Continue the passage below about the modified bidding rules for the board game from the point where it stops.

READING PASSAGE:
>>>
We liked the game, and still do, but we felt that the bidding system left too much to guesswork and could leave players in the position where being outguessed at the start could leave them with a lost game before a tile had been laid. Francis's view was that the difficulty was one that the players should deal with by negotiation, but in the circles in which we played that didn't happen and so we tried to devise a modification of the bidding that did away with the need for either guesswork or negotiation. Our second aim was to rebalance the companies so as to make their attractions as starting companies more equal.
The rules given here are not quite those in the original article, one or two further modifications having been made in the intervening years.
THE RULE MODIFICATIONS
1) The Bidding for Contracts is taken in Stages. The information available by the end of the process will be much as in the original game but you will no longer be bidding blind. In the first Stage all players secretly write down the amount of their Bid. Your Bid may be for any whole number of pounds, provided that this is enough to cover the values of the Cities that you will eventually write down. You do not need to decide at this stage just what those Cities are going to be. The minimum and maximum number of Cities for a legal Bid remain as in the standard rules. All players then reveal the amount of their Bids and the seating order is determined - first the player who has made the largest Bid, and so on down. Ties are resolved by lot and the player who has made the largest Bid takes the Elephant. Each player places his or her Bid money in an envelope. In the second Stage, beginning with the Elephant holder and continuing round, each player Bids for Cities and their associated Shares. When it is your turn you write down (secretly) the name of one of the Cities in your bid and claim (publicly) a Share associated with that City. This continues round and round the table until everyone signifies that their Bid is complete by passing. When it is your turn you may not pass if either you have not yet Contracted for the minimum number of Cities or if you have not yet Contracted for the maximum number of Cities and there is at least 40 pounds of your Bid money not yet accounted for. Players now pay for their Contracted Shares as in the standard game. The rules governing Shares that you have Contracted for but can not yet afford are unaltered. The first Share Buying Round then commences with the Elephant holder.
<<<
Rows of box annotation data
>>>
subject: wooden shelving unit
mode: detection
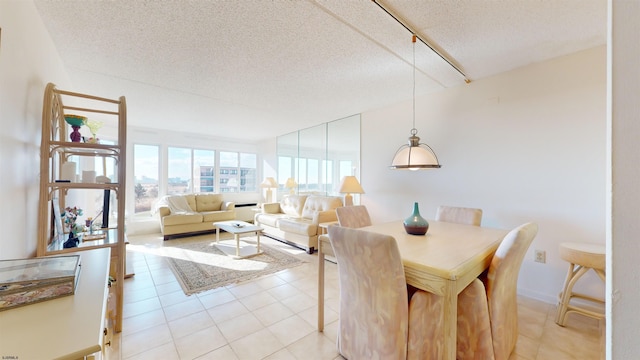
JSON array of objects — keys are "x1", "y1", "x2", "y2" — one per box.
[{"x1": 36, "y1": 83, "x2": 127, "y2": 332}]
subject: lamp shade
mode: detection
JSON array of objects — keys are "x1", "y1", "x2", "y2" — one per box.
[
  {"x1": 284, "y1": 178, "x2": 298, "y2": 189},
  {"x1": 260, "y1": 177, "x2": 278, "y2": 189},
  {"x1": 390, "y1": 129, "x2": 441, "y2": 170},
  {"x1": 339, "y1": 176, "x2": 364, "y2": 194}
]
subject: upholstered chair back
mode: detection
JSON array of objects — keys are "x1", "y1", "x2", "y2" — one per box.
[
  {"x1": 329, "y1": 226, "x2": 409, "y2": 359},
  {"x1": 485, "y1": 223, "x2": 538, "y2": 360},
  {"x1": 336, "y1": 205, "x2": 371, "y2": 228},
  {"x1": 436, "y1": 206, "x2": 482, "y2": 226}
]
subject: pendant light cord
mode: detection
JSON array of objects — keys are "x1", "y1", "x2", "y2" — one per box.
[{"x1": 411, "y1": 34, "x2": 418, "y2": 135}]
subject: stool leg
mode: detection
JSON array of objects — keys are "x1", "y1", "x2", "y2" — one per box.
[{"x1": 556, "y1": 264, "x2": 589, "y2": 326}]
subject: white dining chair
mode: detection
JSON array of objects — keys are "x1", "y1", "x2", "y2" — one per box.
[
  {"x1": 435, "y1": 206, "x2": 482, "y2": 226},
  {"x1": 407, "y1": 223, "x2": 538, "y2": 360}
]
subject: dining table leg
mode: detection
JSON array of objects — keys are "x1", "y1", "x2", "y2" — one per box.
[{"x1": 442, "y1": 281, "x2": 458, "y2": 360}]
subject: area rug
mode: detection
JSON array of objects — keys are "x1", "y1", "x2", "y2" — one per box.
[{"x1": 164, "y1": 237, "x2": 305, "y2": 295}]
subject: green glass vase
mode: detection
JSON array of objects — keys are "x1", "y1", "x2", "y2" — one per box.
[{"x1": 403, "y1": 202, "x2": 429, "y2": 235}]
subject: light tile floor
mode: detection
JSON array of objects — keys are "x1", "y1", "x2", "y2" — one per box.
[{"x1": 107, "y1": 234, "x2": 604, "y2": 360}]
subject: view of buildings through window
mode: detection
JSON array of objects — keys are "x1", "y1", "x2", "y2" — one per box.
[
  {"x1": 134, "y1": 144, "x2": 258, "y2": 213},
  {"x1": 133, "y1": 144, "x2": 160, "y2": 213}
]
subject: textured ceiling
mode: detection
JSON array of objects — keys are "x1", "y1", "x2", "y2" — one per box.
[{"x1": 35, "y1": 0, "x2": 607, "y2": 141}]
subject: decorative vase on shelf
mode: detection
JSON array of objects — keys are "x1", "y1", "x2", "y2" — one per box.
[
  {"x1": 403, "y1": 202, "x2": 429, "y2": 235},
  {"x1": 62, "y1": 231, "x2": 80, "y2": 249},
  {"x1": 64, "y1": 114, "x2": 87, "y2": 142},
  {"x1": 69, "y1": 125, "x2": 82, "y2": 142}
]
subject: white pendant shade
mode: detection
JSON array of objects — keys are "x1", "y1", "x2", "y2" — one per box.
[
  {"x1": 389, "y1": 34, "x2": 440, "y2": 170},
  {"x1": 390, "y1": 129, "x2": 440, "y2": 170}
]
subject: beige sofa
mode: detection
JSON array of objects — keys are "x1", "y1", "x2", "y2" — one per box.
[
  {"x1": 254, "y1": 195, "x2": 342, "y2": 254},
  {"x1": 157, "y1": 193, "x2": 236, "y2": 240}
]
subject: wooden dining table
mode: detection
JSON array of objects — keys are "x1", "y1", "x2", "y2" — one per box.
[{"x1": 318, "y1": 220, "x2": 508, "y2": 359}]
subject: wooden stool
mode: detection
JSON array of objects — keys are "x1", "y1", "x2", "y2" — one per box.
[{"x1": 556, "y1": 243, "x2": 605, "y2": 326}]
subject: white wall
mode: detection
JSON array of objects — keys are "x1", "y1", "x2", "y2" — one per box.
[
  {"x1": 0, "y1": 0, "x2": 69, "y2": 259},
  {"x1": 607, "y1": 0, "x2": 640, "y2": 360},
  {"x1": 361, "y1": 46, "x2": 607, "y2": 303}
]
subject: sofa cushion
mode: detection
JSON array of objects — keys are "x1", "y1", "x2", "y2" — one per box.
[
  {"x1": 302, "y1": 195, "x2": 342, "y2": 219},
  {"x1": 184, "y1": 194, "x2": 198, "y2": 211},
  {"x1": 200, "y1": 211, "x2": 236, "y2": 224},
  {"x1": 280, "y1": 195, "x2": 307, "y2": 217},
  {"x1": 256, "y1": 214, "x2": 288, "y2": 227},
  {"x1": 162, "y1": 213, "x2": 202, "y2": 226},
  {"x1": 278, "y1": 218, "x2": 318, "y2": 236},
  {"x1": 195, "y1": 194, "x2": 223, "y2": 212}
]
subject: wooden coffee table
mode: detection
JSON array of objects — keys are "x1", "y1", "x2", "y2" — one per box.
[{"x1": 213, "y1": 220, "x2": 264, "y2": 259}]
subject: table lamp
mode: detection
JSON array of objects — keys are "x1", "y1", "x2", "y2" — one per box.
[
  {"x1": 260, "y1": 177, "x2": 278, "y2": 203},
  {"x1": 284, "y1": 178, "x2": 298, "y2": 194},
  {"x1": 339, "y1": 176, "x2": 364, "y2": 206}
]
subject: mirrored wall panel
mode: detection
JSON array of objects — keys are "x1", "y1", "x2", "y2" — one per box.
[{"x1": 277, "y1": 114, "x2": 360, "y2": 195}]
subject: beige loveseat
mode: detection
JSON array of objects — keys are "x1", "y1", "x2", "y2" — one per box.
[
  {"x1": 254, "y1": 195, "x2": 342, "y2": 254},
  {"x1": 157, "y1": 193, "x2": 236, "y2": 240}
]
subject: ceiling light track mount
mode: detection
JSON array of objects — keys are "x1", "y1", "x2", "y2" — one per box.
[{"x1": 371, "y1": 0, "x2": 471, "y2": 84}]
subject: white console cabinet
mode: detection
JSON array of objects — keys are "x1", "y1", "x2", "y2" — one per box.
[{"x1": 0, "y1": 247, "x2": 112, "y2": 360}]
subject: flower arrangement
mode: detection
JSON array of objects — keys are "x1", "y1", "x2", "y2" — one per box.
[
  {"x1": 62, "y1": 206, "x2": 84, "y2": 235},
  {"x1": 85, "y1": 120, "x2": 102, "y2": 144}
]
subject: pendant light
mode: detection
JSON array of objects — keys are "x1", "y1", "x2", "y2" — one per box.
[{"x1": 390, "y1": 34, "x2": 441, "y2": 170}]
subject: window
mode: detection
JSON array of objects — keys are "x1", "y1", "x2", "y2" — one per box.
[
  {"x1": 133, "y1": 144, "x2": 159, "y2": 213},
  {"x1": 167, "y1": 147, "x2": 192, "y2": 195},
  {"x1": 193, "y1": 150, "x2": 216, "y2": 192},
  {"x1": 219, "y1": 151, "x2": 258, "y2": 193}
]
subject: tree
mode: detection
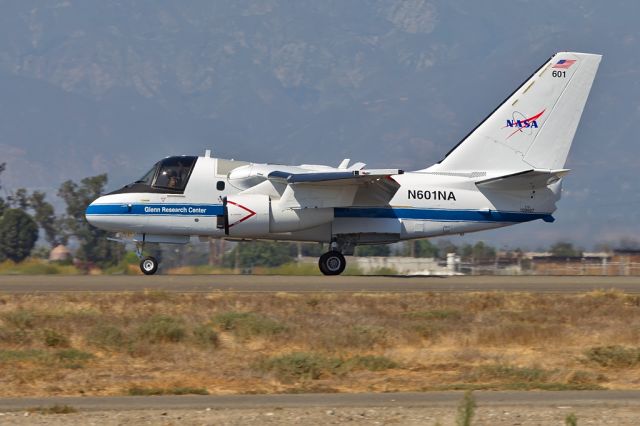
<<<
EXERCISE RESPONSE:
2) Directorships are not allocated until the end of the first Share Buying Round. At this point all those Companies entitled to a Director receive one. The person appointed is the one with the most Shares in the Company; ties are broken in favour of the player who has held Shares in the Company longest.
3) The restrictions on the Cities you may include in a Bid are increased from the present `not more than two Ganges valley Cities including Calcutta' to the following: a) in a Bid involving just three Cities a player may only include one of Cawnpore, Lucknow, Allahabad, Benares and Patna; b) in a Bid involving more than three Cities a player may not include more than two of the Ganges Cities (in other words, the above list plus Calcutta).
4) The rule which says that you may not sell Shares in a Company in the Round which sees it floated does not apply to the first Share Buying Round; in this Round you may sell such Shares, but only if they were Contracted Shares and only if you sell them at the first opportunity after flotation.
5) In the first Operating Round of a Major Company (Companies 1-4, and possibly also Company 5 - see rule 6) the Director of the Company must choose one of the following alternatives: a) the right to lay two tiles in an Operating Round does not come into effect until Phase 2. b) the right to lay two tiles in an Operating Round is gained immediately but must be paid for whenever it is used. If this option is taken, whenever the Company lays two tiles in an Operating Round it pays the Bank at the following rates: Company 1 - 50 pounds, Companies 2, 3 & 4 (and Company 5 if it is a Major) - 20 pounds.
6) Company 5 (BB&CI) may be either a Major or a Minor Company. Which it is will depend on the Contract Bid of its first Director: a) if Company 5 has a Director by the end of the first Share Buying Round, and if the Contract Bid of its Director includes both Ajmer and Bombay, the Company is deemed to be a Major one, with its second home base in north Bombay. Further, the cost of building the station at Ajmer is reduced to 70 pounds. b) in all other circumstances Company 5 is a Minor one.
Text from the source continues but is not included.